EXERCISE OBJECTIVE ▸ Output every record precisely.

(RECORDS SHOWN)

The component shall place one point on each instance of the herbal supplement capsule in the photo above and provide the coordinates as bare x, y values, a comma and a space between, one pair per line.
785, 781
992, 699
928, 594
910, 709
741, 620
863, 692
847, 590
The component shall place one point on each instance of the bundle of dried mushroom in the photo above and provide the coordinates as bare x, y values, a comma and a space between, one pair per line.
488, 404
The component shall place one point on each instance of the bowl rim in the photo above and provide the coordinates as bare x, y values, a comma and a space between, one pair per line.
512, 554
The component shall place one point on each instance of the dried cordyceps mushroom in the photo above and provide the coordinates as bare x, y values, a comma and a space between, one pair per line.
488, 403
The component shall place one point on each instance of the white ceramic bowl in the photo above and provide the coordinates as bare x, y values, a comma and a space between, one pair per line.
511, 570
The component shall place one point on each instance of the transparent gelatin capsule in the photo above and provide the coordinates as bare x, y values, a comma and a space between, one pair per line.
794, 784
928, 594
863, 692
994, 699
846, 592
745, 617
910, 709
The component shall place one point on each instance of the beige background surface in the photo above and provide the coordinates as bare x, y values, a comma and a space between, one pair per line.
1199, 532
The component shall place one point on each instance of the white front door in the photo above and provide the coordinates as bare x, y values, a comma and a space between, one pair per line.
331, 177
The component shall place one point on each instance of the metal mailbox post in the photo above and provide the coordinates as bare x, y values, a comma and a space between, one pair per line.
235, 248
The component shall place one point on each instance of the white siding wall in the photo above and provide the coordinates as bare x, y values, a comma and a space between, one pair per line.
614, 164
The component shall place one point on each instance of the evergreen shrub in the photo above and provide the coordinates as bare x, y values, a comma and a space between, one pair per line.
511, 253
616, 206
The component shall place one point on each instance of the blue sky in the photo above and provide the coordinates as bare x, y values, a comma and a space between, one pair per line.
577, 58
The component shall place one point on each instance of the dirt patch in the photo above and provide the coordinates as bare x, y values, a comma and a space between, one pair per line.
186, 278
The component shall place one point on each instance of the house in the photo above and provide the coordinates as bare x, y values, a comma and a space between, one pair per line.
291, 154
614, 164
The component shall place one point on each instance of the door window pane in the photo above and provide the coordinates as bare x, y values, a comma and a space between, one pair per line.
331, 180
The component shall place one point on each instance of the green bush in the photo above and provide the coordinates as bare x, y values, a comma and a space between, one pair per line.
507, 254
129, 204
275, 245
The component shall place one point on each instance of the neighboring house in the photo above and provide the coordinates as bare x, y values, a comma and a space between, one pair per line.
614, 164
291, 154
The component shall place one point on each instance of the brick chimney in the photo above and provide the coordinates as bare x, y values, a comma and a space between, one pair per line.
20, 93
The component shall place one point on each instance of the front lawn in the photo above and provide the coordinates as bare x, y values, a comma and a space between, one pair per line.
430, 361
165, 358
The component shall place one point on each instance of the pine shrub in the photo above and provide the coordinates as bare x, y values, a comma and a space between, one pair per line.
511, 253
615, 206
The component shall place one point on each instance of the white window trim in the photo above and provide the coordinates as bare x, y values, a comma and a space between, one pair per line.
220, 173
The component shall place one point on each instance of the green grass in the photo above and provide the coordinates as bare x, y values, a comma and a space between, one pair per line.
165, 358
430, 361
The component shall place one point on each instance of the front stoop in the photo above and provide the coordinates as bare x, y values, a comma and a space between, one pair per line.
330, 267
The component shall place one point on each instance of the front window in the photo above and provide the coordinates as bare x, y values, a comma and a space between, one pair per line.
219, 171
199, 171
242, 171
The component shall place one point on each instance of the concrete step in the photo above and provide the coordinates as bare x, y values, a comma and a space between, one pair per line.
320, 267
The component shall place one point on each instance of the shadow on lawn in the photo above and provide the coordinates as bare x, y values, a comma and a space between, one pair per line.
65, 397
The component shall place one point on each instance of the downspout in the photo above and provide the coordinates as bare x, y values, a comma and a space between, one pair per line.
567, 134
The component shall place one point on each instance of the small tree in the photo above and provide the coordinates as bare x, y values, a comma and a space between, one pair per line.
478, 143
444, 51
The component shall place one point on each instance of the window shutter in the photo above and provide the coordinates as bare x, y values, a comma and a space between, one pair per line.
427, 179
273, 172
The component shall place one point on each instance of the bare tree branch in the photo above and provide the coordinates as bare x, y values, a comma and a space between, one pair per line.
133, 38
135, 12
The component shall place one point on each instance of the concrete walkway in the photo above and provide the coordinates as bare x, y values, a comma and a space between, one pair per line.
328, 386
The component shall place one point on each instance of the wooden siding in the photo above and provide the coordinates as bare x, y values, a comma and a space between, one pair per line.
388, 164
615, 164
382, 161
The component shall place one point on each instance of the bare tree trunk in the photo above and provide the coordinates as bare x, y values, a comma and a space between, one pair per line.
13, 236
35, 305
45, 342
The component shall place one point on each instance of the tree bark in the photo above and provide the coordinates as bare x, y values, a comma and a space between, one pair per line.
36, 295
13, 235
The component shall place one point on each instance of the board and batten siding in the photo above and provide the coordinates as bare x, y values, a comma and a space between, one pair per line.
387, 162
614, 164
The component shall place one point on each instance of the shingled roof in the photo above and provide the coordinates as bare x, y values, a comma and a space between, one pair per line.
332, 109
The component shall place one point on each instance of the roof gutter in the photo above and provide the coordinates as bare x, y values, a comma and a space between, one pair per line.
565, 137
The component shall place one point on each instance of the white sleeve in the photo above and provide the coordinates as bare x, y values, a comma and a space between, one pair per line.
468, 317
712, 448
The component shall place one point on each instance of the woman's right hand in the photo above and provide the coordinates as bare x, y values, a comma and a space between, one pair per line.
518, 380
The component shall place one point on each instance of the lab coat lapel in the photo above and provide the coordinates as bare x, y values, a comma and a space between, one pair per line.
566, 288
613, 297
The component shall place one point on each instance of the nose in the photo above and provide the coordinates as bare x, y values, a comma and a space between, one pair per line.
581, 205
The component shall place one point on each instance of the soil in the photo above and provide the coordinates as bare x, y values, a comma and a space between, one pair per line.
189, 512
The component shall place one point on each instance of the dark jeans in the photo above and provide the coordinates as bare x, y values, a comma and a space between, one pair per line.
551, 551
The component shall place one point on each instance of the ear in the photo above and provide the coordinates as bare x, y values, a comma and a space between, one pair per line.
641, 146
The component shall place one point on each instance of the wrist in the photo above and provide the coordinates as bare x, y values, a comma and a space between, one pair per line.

(End RECORDS SHOWN)

EXERCISE RESULT ▸
The component shall place one point on each instance of the herbal supplement capsule in the photo above and provide the coordinates as bare x, y values, a comma and a space between, one pair per line.
785, 781
992, 699
928, 594
910, 709
741, 620
863, 692
847, 590
The component shall place one point on each instance of the bundle of dried mushroom in the photo above and provide the coordinates as bare x, y values, a comma and a space between, one pair per line.
488, 404
The component shall place one point on each instance of the bowl rim in the photo above and provide the coordinates as bare x, y values, a comma and a space between, one pair per line.
512, 554
The component shall place one point on each instance of the dried cordyceps mushroom in the photo above and provide the coordinates as bare x, y values, a comma and a space between, one pair per line.
488, 403
The component shall place one point on each instance of the white ceramic bowl in the photo above and provide the coordinates as bare x, y values, a comma and a space between, one pair per line.
511, 570
The component shall place one point on each instance of the transparent gelatin capsule in the photo above and provide the coordinates as bare x, y values, a comma and a space between, one pair per line.
794, 784
928, 594
863, 692
994, 699
846, 592
745, 617
910, 709
The component shall place one point on each instance of the beige background surface in the photo above and provide the coordinates as bare x, y values, a comma and a space between, one pair per line.
1199, 532
The component shall place one point on each instance of the white front door in the photo above and provide the coordinates as bare x, y values, a comma and a space between, one pair per line.
331, 177
The component shall place one point on each instance of the metal mailbox post in the photo above and provide the coordinates as bare x, y values, a comma and a space between, one pair per line.
235, 248
The component shall place one point on each instance of the white siding wall in the photo above and provide the coordinates as bare x, y values, a comma and a space between, one pair per line.
614, 164
The component shall place one point on each instance of the evergreen shrub in the photo above and provide the coordinates as bare x, y values, a comma and a space between, one pair per line.
511, 253
616, 206
The component shall place one point on each instance of the blue sky in the photo above and provide the coordinates as bare x, y values, a comma and a space between, one pair per line.
577, 58
The component shall place one point on each instance of the dirt patch in the photo above and provide the coordinates as bare x, y values, a comma and a space between, one pair per line.
186, 278
The component shall place one point on each instance of the house in the photo above and provide the coordinates as bare x, y values, a comma and a space between, one pair per line.
291, 154
614, 164
The component shall place one point on each instance of the door window pane in the photo above and provide the coordinates as bare x, y values, a comma and a space between, one pair per line.
331, 180
The component shall place one point on each instance of the green bush in the photo above and provide the coordinates as bare x, y values, a comma and a space between, one pair per line.
507, 254
129, 204
275, 245
The component shall place one point on each instance of the neighboring house in the photo above and provide the coordinates as bare x, y values, a comma and a space between, one pair per line.
614, 164
291, 154
The component shall place one point on each instance of the brick chimney in the photo above and provide the coordinates as bare x, y values, a comma and a space between, one pair per line.
20, 93
The component shall place one point on each instance of the front lawn in the photo above and provide the coordinates as bare x, y values, a comma and a space between, one pair per line.
430, 361
165, 358
The component shall place one point on each instance of the pine shrub in the photo above and provide the coordinates as bare x, y values, a comma and a space between, one pair per line.
511, 253
615, 206
The component shall place one point on each instance of the white window trim in the photo above and provide the coordinates as bare x, y values, a comma and a space between, one pair per line.
220, 173
The component shall place one point on each instance of the green grass in the photo above and provide the coordinates as bare x, y values, a comma and a space between, one pair per line.
165, 358
430, 361
The component shall place one point on each instance of the front stoop in the photo above and provide the coordinates as bare x, y values, a comma and a space between, one pair per line.
330, 267
The component shall place one point on each instance of the front window in the photo above and provide the coordinates as bare x, y values, a comma and a space between, one pair per line.
219, 171
199, 171
242, 171
The component shall place one point on each instance of the concrete step in the photo above and provide the coordinates as bare x, y values, a comma and a space between, one pair per line.
320, 267
The component shall place one point on each instance of the shadow on lawn in the photo above and provide the coordinates as bare x, y values, a comma and a space between, one pair per line.
65, 397
The component shall place one point on each instance of the downspout in the photo above and provide the coordinates as bare x, y values, a comma and a space between, one pair per line.
567, 134
The component shall place one point on each instance of the small tree in the photo above and provide the coordinates as bare x, y values, a comma and a space between, one pair per line.
478, 143
444, 51
The component shall place one point on each instance of the window shutter in the photo above and provide the coordinates as bare x, y values, a comma and a space between, one pair per line.
427, 179
273, 172
The component shall place one point on each instance of the bare tree branch in the photo above and provide the coordinates as bare x, y values, a comma and a space between, one pair per line.
133, 38
135, 12
The component shall place one point on each instance of the concrete walkway in the photo above and provide the coordinates as bare x, y values, a comma and a space between, one pair per line.
328, 386
The component shall place one point on each instance of the wooden siding in the photo above and provide the coordinates as bare x, y values, a comma and a space between, one pair per line.
388, 164
615, 164
382, 161
The component shall place one point on each instance of the bare tree trunk in the photo above and provide the coordinates as bare x, y values, a comma and a space between, one pair per line.
13, 236
35, 305
45, 342
The component shall place one point on each instance of the tree bark in the photo above and provide the coordinates as bare x, y values, a comma and a space between, one pair per line.
36, 295
13, 235
The component shall place one point on each instance of the board and batten siding in the photo above and provide the coordinates as bare x, y values, a comma and a space between, one pair per line.
387, 162
614, 164
The component shall place one point on each instance of the shingled roof in the photo above and provide the coordinates as bare x, y values, a comma and a space between, one pair per line.
332, 109
The component shall place one point on each instance of the roof gutter in the photo above and provide the coordinates as bare x, y values, a comma and a space between, one pair per line.
565, 137
The component shall place one point on each instance of the white sleeve in the photo above and provide the coordinates as bare x, y values, a comma and a space between, one pair per line.
468, 317
712, 448
The component shall place one point on each instance of the woman's right hand in the photo above and provide the coordinates as bare x, y values, a comma and a space between, one pair per line.
518, 380
The component shall place one point on each instance of the lab coat lapel in the photo above and provide the coordinates as bare x, y values, a comma and a space between, one pair per line.
566, 288
613, 297
The component shall place one point on each instance of the nose in the photo above and provide the coordinates as bare x, y values, a comma and a space between, one pair per line.
581, 205
The component shall place one point on each instance of the soil in the photo above and provide the coordinates as bare x, y values, a comma and a space between, one pair per line.
189, 512
The component shall place one point on each instance of the dark jeans in the photo above and provide the coordinates as bare x, y values, a comma and a space between, one pair per line.
551, 551
The component shall place one point on each instance of the ear in the photo above and provide the coordinates as bare x, y values, a comma and a space between, one pair per line.
641, 146
The component shall place one point on each instance of the wrist in the photo above and provide the coordinates as bare x, y values, a comma and a space between, one pair per line.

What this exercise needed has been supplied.